───── Records for this task ─────

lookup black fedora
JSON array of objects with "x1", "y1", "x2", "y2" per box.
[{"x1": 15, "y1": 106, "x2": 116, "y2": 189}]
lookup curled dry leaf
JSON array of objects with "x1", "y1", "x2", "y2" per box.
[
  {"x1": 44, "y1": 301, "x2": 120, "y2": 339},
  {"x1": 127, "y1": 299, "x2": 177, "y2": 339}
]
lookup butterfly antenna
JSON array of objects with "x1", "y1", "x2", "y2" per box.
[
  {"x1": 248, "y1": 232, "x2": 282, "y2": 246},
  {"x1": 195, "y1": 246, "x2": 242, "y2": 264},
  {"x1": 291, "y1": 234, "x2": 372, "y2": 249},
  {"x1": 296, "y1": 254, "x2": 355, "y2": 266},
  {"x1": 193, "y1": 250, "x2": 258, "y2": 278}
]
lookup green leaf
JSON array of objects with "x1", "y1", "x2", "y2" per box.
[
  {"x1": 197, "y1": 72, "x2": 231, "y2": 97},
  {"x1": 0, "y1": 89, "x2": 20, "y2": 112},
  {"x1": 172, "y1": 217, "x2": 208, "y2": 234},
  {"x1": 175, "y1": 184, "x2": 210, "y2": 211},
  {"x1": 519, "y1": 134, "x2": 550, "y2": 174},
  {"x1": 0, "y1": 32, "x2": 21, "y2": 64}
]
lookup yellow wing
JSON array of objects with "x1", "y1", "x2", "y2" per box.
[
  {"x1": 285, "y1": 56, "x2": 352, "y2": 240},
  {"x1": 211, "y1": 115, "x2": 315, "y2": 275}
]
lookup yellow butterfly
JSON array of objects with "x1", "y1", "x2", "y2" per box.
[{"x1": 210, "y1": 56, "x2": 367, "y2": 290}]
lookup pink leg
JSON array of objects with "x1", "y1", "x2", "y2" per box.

─────

■ Request
Set out each line of the material above as a numbered list, skipping any blank lines.

■ Full solution
1. lookup black fedora
2. JSON array of objects with "x1", "y1", "x2", "y2" per box.
3. [{"x1": 15, "y1": 106, "x2": 116, "y2": 189}]
4. lookup curled dry leaf
5. JSON array of objects with "x1", "y1", "x2", "y2" per box.
6. [
7.   {"x1": 44, "y1": 301, "x2": 120, "y2": 339},
8.   {"x1": 127, "y1": 299, "x2": 177, "y2": 339}
9. ]
10. lookup butterfly antenna
11. JSON array of objects with "x1", "y1", "x2", "y2" per box.
12. [
13.   {"x1": 248, "y1": 232, "x2": 282, "y2": 246},
14.   {"x1": 195, "y1": 246, "x2": 242, "y2": 264},
15.   {"x1": 291, "y1": 234, "x2": 372, "y2": 249},
16.   {"x1": 296, "y1": 254, "x2": 355, "y2": 266},
17.   {"x1": 193, "y1": 250, "x2": 258, "y2": 278}
18. ]
19. lookup green leaf
20. JSON array of objects with "x1", "y1", "x2", "y2" per box.
21. [
22.   {"x1": 197, "y1": 72, "x2": 231, "y2": 97},
23.   {"x1": 0, "y1": 89, "x2": 20, "y2": 112},
24.   {"x1": 172, "y1": 217, "x2": 208, "y2": 234},
25.   {"x1": 175, "y1": 184, "x2": 210, "y2": 211},
26.   {"x1": 519, "y1": 134, "x2": 550, "y2": 174},
27.   {"x1": 0, "y1": 32, "x2": 21, "y2": 64}
28. ]
29. lookup yellow wing
30. JSON array of objects with "x1", "y1", "x2", "y2" per box.
31. [
32.   {"x1": 285, "y1": 56, "x2": 352, "y2": 240},
33.   {"x1": 211, "y1": 115, "x2": 315, "y2": 275}
34. ]
35. lookup yellow butterfly
36. JSON array of objects with "x1", "y1", "x2", "y2" per box.
37. [{"x1": 210, "y1": 56, "x2": 367, "y2": 290}]
38. lookup pink leg
39. JSON array of objects with "x1", "y1", "x2", "y2" per box.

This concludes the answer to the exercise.